[Referring expression pointing data]
────────────────────────────────────────
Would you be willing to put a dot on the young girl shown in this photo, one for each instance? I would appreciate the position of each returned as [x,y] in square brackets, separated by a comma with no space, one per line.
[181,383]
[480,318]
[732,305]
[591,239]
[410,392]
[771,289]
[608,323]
────────────────────────────────────────
Problem description — Output every line of the data again, exactly.

Answer space —
Would you be willing to put a dot on the young girl shown in this photo, one for each instance? I would appreciate the position of each returned as [x,y] in square brackets, separated by a comma with no space, one per line.
[181,383]
[480,318]
[732,305]
[591,239]
[410,392]
[771,289]
[608,323]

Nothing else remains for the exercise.